Source excerpt |
··········

Louisa Eva Gould (7 October 1891 – February 1945) was a Jersey shopkeeper and a member of the British resistance movement in the Channel Islands during World War II. From 1942 until her arrest in 1944, Gould sheltered an escaped Soviet slave worker known as Feodor Polycarpovitch Burriy on the island of Jersey. Following a trial, she was sent to the Ravensbrück concentration camp where she was gassed to death in 1945. In 2010 she was posthumously named a British Hero of the Holocaust.

Life
Gould was born Louisa Eva Le Druillenec in St Ouen, Jersey, on 7 October 1891. For most of her life she ran a grocery store at La Fontaine, Millais in St Ouen.

Gould had two sons, Ralph and Edward, both of whom enlisted in the British armed forces during World War II. Edward, an officer in the Royal Navy Volunteer Reserve, was killed in action in 1941.

Resistance
During the World War II occupation of the Channel Islands, the Nazis used captured Russian soldiers as slave workers. 
Beginning in late 1942, Gould hid Fyodr Polycarpovitch Burriy, an escaped Soviet slave and former pilot who had been captured after his aircraft had been shot down. Aware of the severe penalties for harbouring enemies of the Germans, Gould said simply "I have to do something for another mother's son." Gould hid Burriy inside her St. Ouen home for 18 months.

Arrest, trial and death
A neighbour later reported that Gould was harbouring Burriy, whom she called "Bill." In June 1944, the German forces searched her house. While they did not find Burriy, they found a scrap of paper that had been used as a Christmas gift tag, addressed to Burriy, and a Russian-English dictionary that he had used for practising his English. Burriy managed to avoid capture during the search and until the end of the war.

··········

Data |
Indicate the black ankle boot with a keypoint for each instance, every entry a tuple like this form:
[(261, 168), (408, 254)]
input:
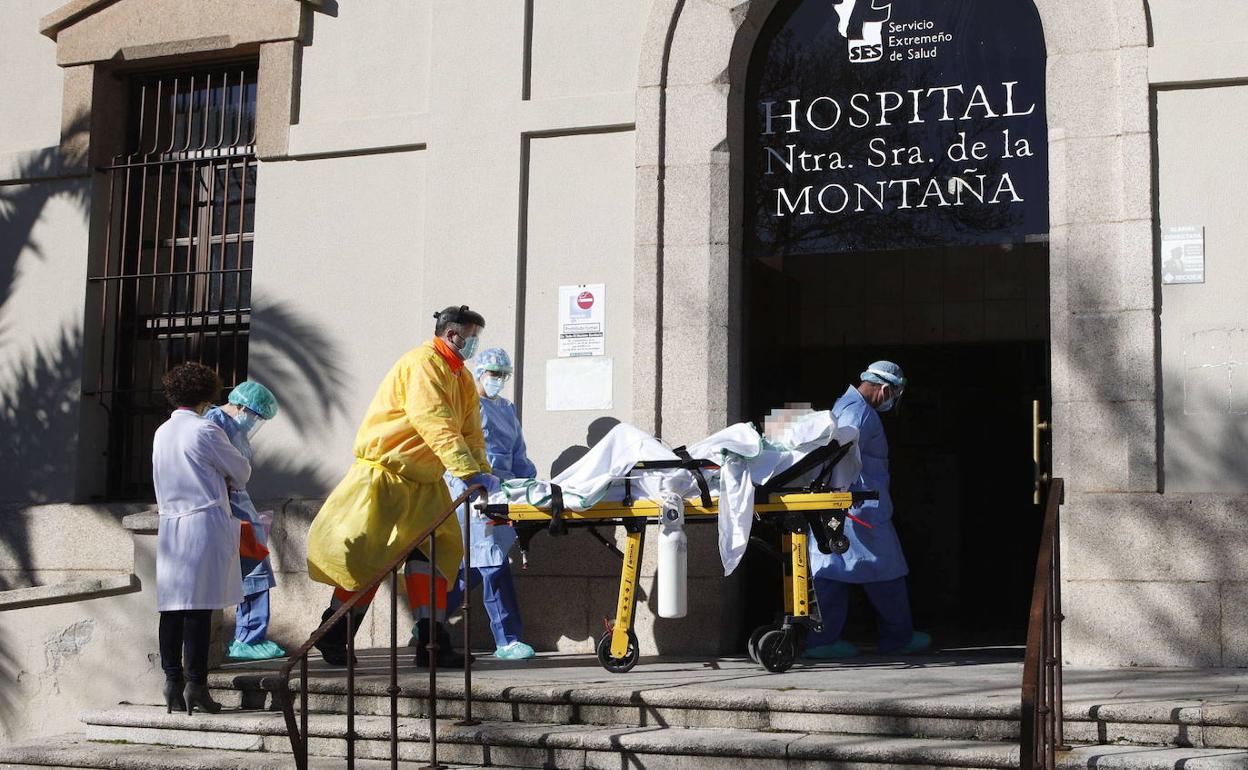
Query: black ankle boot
[(197, 695), (174, 700), (447, 657), (333, 644)]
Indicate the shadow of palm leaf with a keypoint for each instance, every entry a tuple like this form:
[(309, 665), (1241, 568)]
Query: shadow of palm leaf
[(300, 362), (39, 419), (53, 175)]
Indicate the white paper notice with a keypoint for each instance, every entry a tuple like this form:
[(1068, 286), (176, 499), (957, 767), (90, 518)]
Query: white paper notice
[(583, 320), (1183, 255), (578, 385)]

··········

Complete the following |
A – Reproduce the part of the Louisa Gould passage starting at "Beginning in late" and ending at "of the war.".
B – Answer these from the Louisa Gould passage:
(i) Where was the grocery store Gould ran for most of her life?
(ii) For how long did Gould hide Burriy inside her home?
(iii) What two items did German forces find when they searched her house in June 1944?
The material was taken from a different source than the Louisa Gould passage.

Task solutions |
A –
Beginning in late 1942, Gould hid Fyodr Polycarpovitch Burriy, an escaped Soviet slave and former pilot who had been captured after his aircraft had been shot down. Aware of the severe penalties for harbouring enemies of the Germans, Gould said simply "I have to do something for another mother's son." Gould hid Burriy inside her St. Ouen home for 18 months.

Arrest, trial and death
A neighbour later reported that Gould was harbouring Burriy, whom she called "Bill." In June 1944, the German forces searched her house. While they did not find Burriy, they found a scrap of paper that had been used as a Christmas gift tag, addressed to Burriy, and a Russian-English dictionary that he had used for practising his English. Burriy managed to avoid capture during the search and until the end of the war.

B –
(i) At La Fontaine, Millais in St Ouen.
(ii) For 18 months.
(iii) A scrap of paper used as a Christmas gift tag addressed to Burriy, and a Russian-English dictionary he had used for practicing his English.